*** Begin section ***
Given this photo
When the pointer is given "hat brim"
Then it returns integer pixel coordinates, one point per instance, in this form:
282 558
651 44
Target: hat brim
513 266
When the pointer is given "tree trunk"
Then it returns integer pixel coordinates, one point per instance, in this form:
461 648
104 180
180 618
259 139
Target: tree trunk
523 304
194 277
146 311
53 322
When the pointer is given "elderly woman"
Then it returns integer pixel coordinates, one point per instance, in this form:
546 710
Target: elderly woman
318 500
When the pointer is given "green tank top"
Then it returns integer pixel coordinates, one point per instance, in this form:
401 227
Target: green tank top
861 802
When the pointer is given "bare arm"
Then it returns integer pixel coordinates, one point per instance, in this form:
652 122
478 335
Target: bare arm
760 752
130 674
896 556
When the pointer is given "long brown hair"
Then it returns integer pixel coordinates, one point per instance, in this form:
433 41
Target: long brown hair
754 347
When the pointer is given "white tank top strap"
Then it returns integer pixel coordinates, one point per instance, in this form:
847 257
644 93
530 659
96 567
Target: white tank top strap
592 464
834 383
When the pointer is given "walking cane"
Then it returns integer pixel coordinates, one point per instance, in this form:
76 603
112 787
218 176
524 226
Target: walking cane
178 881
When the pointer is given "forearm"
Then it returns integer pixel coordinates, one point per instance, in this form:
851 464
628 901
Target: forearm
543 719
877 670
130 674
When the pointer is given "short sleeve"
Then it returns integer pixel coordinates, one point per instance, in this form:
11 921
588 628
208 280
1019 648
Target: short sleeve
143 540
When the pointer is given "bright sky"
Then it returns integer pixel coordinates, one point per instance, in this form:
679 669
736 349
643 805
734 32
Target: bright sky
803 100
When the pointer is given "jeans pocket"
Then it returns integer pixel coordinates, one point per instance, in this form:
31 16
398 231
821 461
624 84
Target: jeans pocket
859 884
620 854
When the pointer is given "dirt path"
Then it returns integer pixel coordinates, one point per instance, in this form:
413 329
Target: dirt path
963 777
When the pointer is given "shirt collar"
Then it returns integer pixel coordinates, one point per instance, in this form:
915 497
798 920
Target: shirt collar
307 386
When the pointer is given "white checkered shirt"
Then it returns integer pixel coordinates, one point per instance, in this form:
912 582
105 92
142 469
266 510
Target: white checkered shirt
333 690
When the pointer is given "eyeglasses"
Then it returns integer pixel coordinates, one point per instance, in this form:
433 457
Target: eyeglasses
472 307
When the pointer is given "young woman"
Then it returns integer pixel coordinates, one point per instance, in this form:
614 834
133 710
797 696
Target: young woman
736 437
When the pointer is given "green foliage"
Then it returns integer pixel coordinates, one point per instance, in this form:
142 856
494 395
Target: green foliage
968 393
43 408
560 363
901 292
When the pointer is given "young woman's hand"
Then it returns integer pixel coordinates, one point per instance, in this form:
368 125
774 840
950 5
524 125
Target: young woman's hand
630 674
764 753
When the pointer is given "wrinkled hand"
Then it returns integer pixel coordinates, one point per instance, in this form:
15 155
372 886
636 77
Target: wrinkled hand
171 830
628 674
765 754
*** End section ***
Here you need to write out the listing above exactly, from its first line to its last.

- **Response**
Given this photo
When the pointer is given "hat brim"
Then it returns integer pixel coordinates, one point per instance, in this form:
282 558
651 44
Target: hat brim
513 266
When the pointer is given "tree trunk"
Then it returns integer pixel coordinates, one point per instance, in this form:
461 648
104 180
180 618
259 139
Target: tree trunk
523 304
194 277
146 311
53 322
When the pointer is given "elderly woman"
Then it returns integer pixel coordinates, one point per instance, in this form:
546 710
Target: elderly woman
318 500
When the pointer is given "green tank top"
Then it returns integer pixel coordinates, one point per instance, in this form:
401 227
Target: green tank top
861 802
When the pointer is given "bare arm"
Then it returns integer pixel coordinates, one point per instance, in this form:
652 122
478 335
Target: bare arm
760 752
130 674
896 556
When the pointer is given "long brown hair"
Then it returns integer pixel coordinates, one point per instance, in this form:
433 41
Target: long brown hair
754 347
When the pointer is given "white tank top strap"
Then it returns integer pixel coordinates, one point per instance, in this form:
847 257
644 93
530 659
96 567
Target: white tank top strap
592 464
834 383
When the pointer is given "walking cane"
Then it returns integer pixel coordinates, one point per instance, in this form:
76 603
112 787
218 176
524 226
Target: walking cane
178 881
When the pointer is given "forearm"
Then it returns integer pixel coordinates, one point per instance, in this form:
851 464
628 901
Target: forearm
543 719
877 670
130 674
When the pointer is given "short sleeve"
Then it returns integer pixel coordinates, one point per instance, in this form:
11 921
588 628
208 280
1019 648
Target: short sleeve
143 540
When the pointer is given "bright sky"
Then it returns integer pixel coordinates, one point per instance, in this form:
679 669
736 349
643 805
734 32
Target: bright sky
803 100
When the pointer is given "jeans pocket"
Then it returns integer pixel coordinates, one point per instance, in this form:
31 16
398 231
821 461
624 84
Target: jeans pocket
859 884
620 854
When the pointer is given "dirt path"
Then it returns integer pixel coordinates, one point per instance, in this form:
413 329
Target: dirt path
963 777
When the pointer is given "shirt collar"
Then it returns integer pixel coordinates, one point per instance, in this form:
915 497
798 920
Target: shirt collar
307 386
When the pointer is given "white checkered shirt"
Then it returns integer pixel coordinates, one point per instance, in this form:
912 582
105 92
142 469
266 510
Target: white checkered shirt
333 690
When the pointer is given "eyeglasses"
Then it returns integer pixel coordinates, one point per instance, in this form:
433 457
Target: eyeglasses
472 307
When the pointer is given "young woman"
Then it returns integer pixel coordinates, one point per instance, in this form:
614 834
133 710
797 696
Target: young woman
736 437
When the pointer is given "green foliage"
Then it returns integer pixel coordinates, one point per instance, in this form:
142 856
494 395
Target: green foliage
968 393
43 408
560 363
901 292
When the pointer is given "young woman's hand"
Then it returns integer pixel coordinates, one point per instance, in this form:
368 125
774 840
950 5
524 125
Target: young woman's hand
630 674
764 753
When the pointer is given "wrinkled hand"
Then it returns integer pixel coordinates, one point per instance, in this form:
15 155
372 886
636 77
Target: wrinkled hand
171 830
628 674
765 754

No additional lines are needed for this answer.